Please restate word for word the lines from the top of the entries through the line that contains "box: [74, 270, 176, 330]", and do not include any pictures.

Saved entries:
* * *
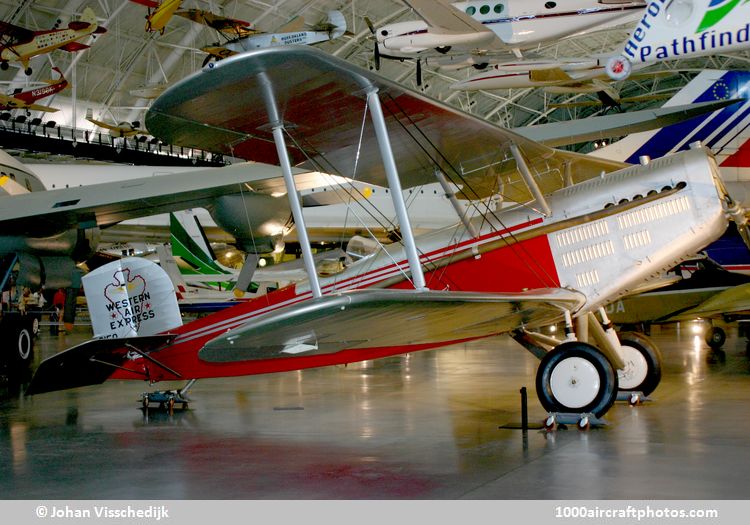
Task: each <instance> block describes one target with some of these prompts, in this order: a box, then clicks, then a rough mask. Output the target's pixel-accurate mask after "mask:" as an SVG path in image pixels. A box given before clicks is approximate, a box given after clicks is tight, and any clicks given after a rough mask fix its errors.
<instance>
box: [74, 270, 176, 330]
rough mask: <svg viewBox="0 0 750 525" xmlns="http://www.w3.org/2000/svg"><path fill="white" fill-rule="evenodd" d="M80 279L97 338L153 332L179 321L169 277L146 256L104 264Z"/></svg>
mask: <svg viewBox="0 0 750 525" xmlns="http://www.w3.org/2000/svg"><path fill="white" fill-rule="evenodd" d="M82 281H83V289H84V291H85V293H86V301H87V302H88V306H89V312H90V314H91V324H92V326H93V328H94V336H95V337H97V338H107V339H109V338H124V337H136V336H146V335H154V334H157V333H160V332H164V331H167V330H171V329H172V328H176V327H178V326H181V325H182V317H181V316H180V309H179V307H178V306H177V297H176V296H175V291H174V287H173V286H172V281H171V280H170V279H169V276H168V275H167V274H166V272H165V271H164V270H162V269H161V268H160V267H159V265H158V264H156V263H153V262H151V261H149V260H147V259H142V258H138V257H126V258H124V259H120V260H118V261H114V262H111V263H109V264H105V265H104V266H101V267H100V268H97V269H96V270H94V271H93V272H90V273H88V274H87V275H86V276H84V277H83V279H82Z"/></svg>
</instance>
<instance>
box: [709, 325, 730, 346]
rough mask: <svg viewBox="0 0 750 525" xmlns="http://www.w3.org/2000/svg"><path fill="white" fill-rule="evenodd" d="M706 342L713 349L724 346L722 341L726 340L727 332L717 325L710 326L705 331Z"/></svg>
mask: <svg viewBox="0 0 750 525" xmlns="http://www.w3.org/2000/svg"><path fill="white" fill-rule="evenodd" d="M705 339H706V344H707V345H708V346H710V347H711V348H713V349H714V350H718V349H719V348H721V347H722V346H724V343H725V342H726V340H727V334H726V332H724V330H723V329H721V328H719V327H718V326H712V327H711V328H710V329H709V330H708V331H707V332H706V337H705Z"/></svg>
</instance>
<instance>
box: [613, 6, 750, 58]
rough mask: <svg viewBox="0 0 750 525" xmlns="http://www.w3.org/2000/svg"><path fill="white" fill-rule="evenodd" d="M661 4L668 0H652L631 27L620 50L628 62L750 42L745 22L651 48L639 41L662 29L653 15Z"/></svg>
mask: <svg viewBox="0 0 750 525" xmlns="http://www.w3.org/2000/svg"><path fill="white" fill-rule="evenodd" d="M665 4H669V0H654V1H652V2H651V3H649V4H648V7H646V12H645V14H644V15H643V18H641V21H640V22H639V23H638V25H637V26H636V28H635V30H633V34H632V35H631V37H630V39H629V40H628V41H627V42H626V44H625V49H624V50H623V54H624V55H625V56H626V57H628V59H630V61H631V62H648V61H651V60H664V59H670V58H677V57H680V56H682V55H686V54H695V53H707V52H711V51H714V50H719V49H722V48H726V47H730V46H735V45H737V44H742V43H747V42H748V41H750V23H746V24H745V25H744V26H741V27H739V28H736V27H735V28H731V29H730V30H728V31H719V32H717V31H716V30H715V29H710V30H707V31H703V32H701V33H700V34H698V33H696V34H695V35H693V36H682V37H677V38H673V39H672V41H671V42H667V43H665V44H664V45H659V46H655V47H654V46H650V45H643V44H642V42H643V41H644V40H646V36H647V35H648V34H649V32H651V31H656V32H657V34H658V32H659V31H660V30H661V31H663V28H660V27H658V25H659V23H658V22H657V17H658V16H659V14H660V13H662V11H663V9H664V7H665ZM717 22H718V21H717ZM655 26H656V27H655Z"/></svg>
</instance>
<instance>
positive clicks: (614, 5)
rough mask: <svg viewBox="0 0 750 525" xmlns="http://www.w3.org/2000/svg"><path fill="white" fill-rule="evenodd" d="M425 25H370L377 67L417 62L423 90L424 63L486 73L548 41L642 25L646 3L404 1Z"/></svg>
mask: <svg viewBox="0 0 750 525" xmlns="http://www.w3.org/2000/svg"><path fill="white" fill-rule="evenodd" d="M403 2H404V3H405V4H406V5H407V6H409V7H410V8H411V9H412V11H413V12H414V13H415V14H416V15H417V16H419V17H420V18H421V20H415V21H408V22H396V23H393V24H387V25H384V26H381V27H375V26H374V24H373V23H372V22H371V21H369V20H366V22H367V24H368V26H369V28H370V31H371V32H372V34H373V37H374V39H375V43H374V47H373V51H374V57H373V58H374V65H375V69H379V68H380V59H381V58H389V59H396V60H404V59H409V58H413V59H416V60H417V85H420V84H421V81H422V75H421V67H422V61H424V62H425V64H426V65H429V66H436V67H448V68H456V67H469V66H474V67H475V68H477V69H484V68H486V67H487V65H488V64H491V63H493V62H495V61H507V55H508V54H510V53H511V52H512V53H513V54H514V55H515V57H516V59H519V58H521V57H522V55H523V53H522V51H523V50H527V49H531V48H534V47H535V46H537V45H539V44H540V43H542V42H549V41H555V40H559V39H561V38H565V37H568V36H572V35H577V34H581V33H586V32H591V31H597V30H601V29H606V28H609V27H613V26H616V25H622V24H626V23H628V22H633V23H635V21H636V20H637V18H638V17H639V16H640V14H641V13H642V12H643V8H644V7H645V5H646V4H645V2H643V1H627V0H615V1H611V2H600V1H596V0H572V1H571V0H568V1H565V2H559V3H558V2H546V1H544V0H525V1H523V2H509V1H507V0H503V1H500V0H498V1H495V2H485V1H481V2H479V1H471V2H455V3H448V2H447V1H445V0H403Z"/></svg>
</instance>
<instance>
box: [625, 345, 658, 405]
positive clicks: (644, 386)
mask: <svg viewBox="0 0 750 525" xmlns="http://www.w3.org/2000/svg"><path fill="white" fill-rule="evenodd" d="M619 337H620V345H621V346H622V347H623V350H624V351H625V352H624V353H625V355H624V359H625V361H626V364H627V363H628V361H630V359H629V357H628V351H631V352H632V351H633V350H635V351H637V352H638V355H640V358H639V359H640V360H641V365H644V364H645V366H646V372H645V373H641V374H640V375H639V376H638V378H637V379H634V381H635V382H630V383H629V381H628V379H629V378H627V377H624V376H623V373H621V372H619V371H618V381H619V385H620V389H621V390H624V391H629V392H643V395H645V396H647V395H649V394H650V393H651V392H653V391H654V390H656V387H657V386H659V383H660V382H661V364H662V357H661V352H660V351H659V347H658V346H656V343H654V342H653V341H652V340H651V339H650V338H649V337H648V336H645V335H643V334H639V333H635V332H622V333H620V334H619ZM631 357H632V355H631ZM630 366H631V367H632V366H634V365H633V363H630ZM632 373H633V370H632V369H630V370H626V371H625V372H624V374H626V375H627V374H632Z"/></svg>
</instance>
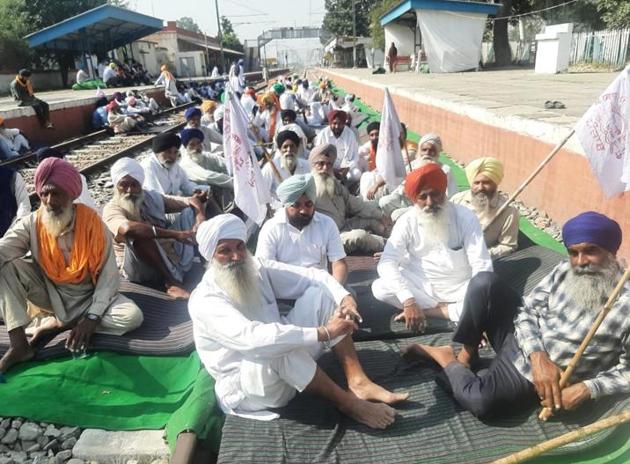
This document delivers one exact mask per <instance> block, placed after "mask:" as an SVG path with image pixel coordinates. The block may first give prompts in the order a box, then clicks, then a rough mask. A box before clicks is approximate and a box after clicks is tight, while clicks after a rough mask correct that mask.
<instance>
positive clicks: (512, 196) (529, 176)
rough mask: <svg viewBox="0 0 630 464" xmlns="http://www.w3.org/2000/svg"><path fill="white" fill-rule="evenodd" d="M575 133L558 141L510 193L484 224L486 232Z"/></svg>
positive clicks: (572, 130) (559, 150) (574, 132)
mask: <svg viewBox="0 0 630 464" xmlns="http://www.w3.org/2000/svg"><path fill="white" fill-rule="evenodd" d="M573 134H575V129H571V132H569V133H568V134H567V136H566V137H565V138H564V139H562V140H561V141H560V143H558V145H556V146H555V147H554V149H553V150H551V153H549V154H548V155H547V157H546V158H545V159H544V160H542V161H541V162H540V164H539V165H538V167H537V168H536V169H534V172H532V173H531V174H530V175H529V177H528V178H527V179H525V182H523V183H522V184H521V185H520V187H519V188H517V189H516V191H515V192H514V193H513V194H512V195H510V197H509V198H508V199H507V201H506V202H505V203H503V205H501V207H500V208H499V210H498V211H497V213H496V214H495V215H494V216H493V217H492V219H490V222H488V223H487V224H486V225H485V226H484V228H483V231H484V232H485V231H486V230H488V227H490V226H491V225H492V224H493V223H494V221H496V220H497V218H498V217H499V216H501V214H503V211H505V210H506V209H507V207H508V206H510V204H511V203H512V202H513V201H514V200H515V199H516V197H517V196H519V195H520V194H521V192H522V191H523V190H525V187H527V186H528V185H529V184H530V183H531V182H532V180H534V178H535V177H536V176H537V175H538V174H539V173H540V171H542V170H543V168H544V167H545V166H547V165H548V164H549V162H550V161H551V160H552V159H553V157H554V156H556V153H558V152H559V151H560V149H561V148H562V147H563V146H564V144H565V143H567V141H568V140H569V139H570V138H571V136H572V135H573Z"/></svg>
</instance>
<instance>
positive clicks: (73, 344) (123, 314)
mask: <svg viewBox="0 0 630 464" xmlns="http://www.w3.org/2000/svg"><path fill="white" fill-rule="evenodd" d="M34 181H35V191H36V192H37V195H38V196H39V199H40V201H41V206H40V207H39V209H38V210H37V211H35V212H33V213H31V214H29V215H28V216H26V217H23V218H21V219H19V220H18V221H16V222H15V223H14V224H13V226H12V227H11V228H10V229H9V230H8V231H7V232H6V234H5V235H4V237H2V238H1V239H0V312H1V316H2V321H3V322H4V324H5V325H6V328H7V331H8V333H9V344H10V345H9V350H8V351H7V352H6V353H5V354H4V356H3V357H2V359H0V373H4V372H6V371H7V370H8V369H9V368H10V367H11V366H13V365H15V364H17V363H20V362H23V361H28V360H29V359H32V358H33V357H34V356H35V353H36V346H37V341H38V340H39V338H40V336H41V335H42V334H43V333H45V332H49V331H62V330H66V329H71V332H70V335H69V336H68V339H67V341H66V347H67V348H68V349H69V350H71V351H73V352H74V351H85V349H86V348H87V346H88V345H89V342H90V339H91V337H92V335H93V334H94V333H106V334H112V335H122V334H124V333H126V332H129V331H130V330H133V329H135V328H137V327H139V326H140V324H141V323H142V312H141V311H140V309H139V308H138V307H137V306H136V305H135V303H133V302H132V301H131V300H129V299H127V298H125V297H124V296H122V295H120V294H119V293H118V287H119V286H120V279H119V276H118V269H117V268H116V259H115V257H114V251H113V248H112V241H111V237H110V235H109V232H108V231H107V229H106V227H105V224H103V222H102V221H101V219H100V217H99V215H98V214H97V213H96V212H95V211H94V210H93V209H92V208H89V207H88V206H85V205H83V204H73V203H72V200H73V199H75V198H77V197H78V196H79V194H80V193H81V177H80V176H79V172H78V171H77V170H76V168H75V167H74V166H72V165H71V164H70V163H68V162H67V161H64V160H61V159H58V158H48V159H46V160H44V161H42V162H41V163H40V164H39V166H38V167H37V170H36V171H35V179H34ZM27 301H28V302H31V303H33V304H34V305H35V306H37V308H38V314H36V315H35V319H38V321H34V323H40V325H39V326H38V327H37V328H36V330H35V332H34V333H33V335H34V336H33V338H32V339H31V341H30V343H29V341H28V340H27V338H26V332H25V329H26V328H27V327H29V325H30V324H31V322H32V319H33V317H34V315H33V314H32V313H31V312H30V311H28V310H27ZM30 328H32V327H30Z"/></svg>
* * *
• **REPLY**:
Task: each <instance> block describes one target with some of these prompts, in this order: a box, then clicks, then a rough mask. Output the target's pixel-accurate mask after "mask:" as an SVG path in image pixels. A box given before clicks is approximate, a box given after clicks is tight, and any clicks given after a rough mask fix its errors.
<instance>
box: [74, 270, 176, 330]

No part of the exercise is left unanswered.